# [Text under study]
━━━━━━━━

Description of Implementation Strategy

An implementation strategy was not provided.

IOM Care Need

Getting Better

Staying Healthy

IOM Domain

Effectiveness

Patient-centeredness

Bibliographic Source(s)

Wierman ME, Arlt W, Basson R, Davis SR, Miller KK, Murad MH, Rosner W, Santoro N. Androgen therapy in women: a reappraisal: an Endocrine Society clinical practice guideline. J Clin Endocrinol Metab. 2014 Oct;99(10):3489-510. [223 references] PubMed External Web Site Policy

Adaptation

Not applicable: The guideline was not adapted from another source.

Date Released

2006 (revised 2014 Oct)

Guideline Developer(s)

The Endocrine Society - Professional Association

Source(s) of Funding

Funding for this guideline was derived solely from The Endocrine Society, and thus the Task Force received no funding or remuneration from commercial or other entities.

━━━━━━━━

# [Prompt 1]
According to the guideline summary, in what year was the guideline first released?
# [Prompt 2]
Write out the part of the guideline summary starting with "Wierman ME, Arlt" and going on through "Guideline Developer(s)".
# [Prompt 3]
Why, according to the guideline summary, did the Task Force receive no funding or remuneration from commercial or other entities?

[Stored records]
━━━━━━━━

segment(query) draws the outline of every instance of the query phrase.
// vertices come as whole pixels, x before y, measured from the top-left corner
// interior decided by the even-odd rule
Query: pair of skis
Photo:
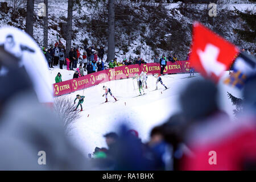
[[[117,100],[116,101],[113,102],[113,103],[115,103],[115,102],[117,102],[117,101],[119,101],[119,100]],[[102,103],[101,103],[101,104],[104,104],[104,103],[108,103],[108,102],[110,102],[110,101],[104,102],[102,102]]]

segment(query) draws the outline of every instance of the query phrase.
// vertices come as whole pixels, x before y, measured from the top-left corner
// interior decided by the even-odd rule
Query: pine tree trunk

━━━━━━━━

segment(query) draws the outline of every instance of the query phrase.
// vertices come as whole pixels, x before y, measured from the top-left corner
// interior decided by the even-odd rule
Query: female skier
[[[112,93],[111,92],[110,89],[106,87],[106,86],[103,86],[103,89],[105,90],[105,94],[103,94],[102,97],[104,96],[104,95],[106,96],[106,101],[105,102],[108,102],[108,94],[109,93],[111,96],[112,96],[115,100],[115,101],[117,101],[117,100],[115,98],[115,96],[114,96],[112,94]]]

━━━━━━━━

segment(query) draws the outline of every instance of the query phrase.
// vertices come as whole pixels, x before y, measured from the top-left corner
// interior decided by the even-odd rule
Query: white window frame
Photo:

━━━━━━━━

# [Written solution 1]
2006

# [Written solution 2]
Wierman ME, Arlt W, Basson R, Davis SR, Miller KK, Murad MH, Rosner W, Santoro N. Androgen therapy in women: a reappraisal: an Endocrine Society clinical practice guideline. J Clin Endocrinol Metab. 2014 Oct;99(10):3489-510. [223 references] PubMed External Web Site Policy

Adaptation

Not applicable: The guideline was not adapted from another source.

Date Released

2006 (revised 2014 Oct)

Guideline Developer(s)

# [Written solution 3]
Funding for the guideline came solely from The Endocrine Society. So the Task Force received no funding or remuneration from commercial or other entities.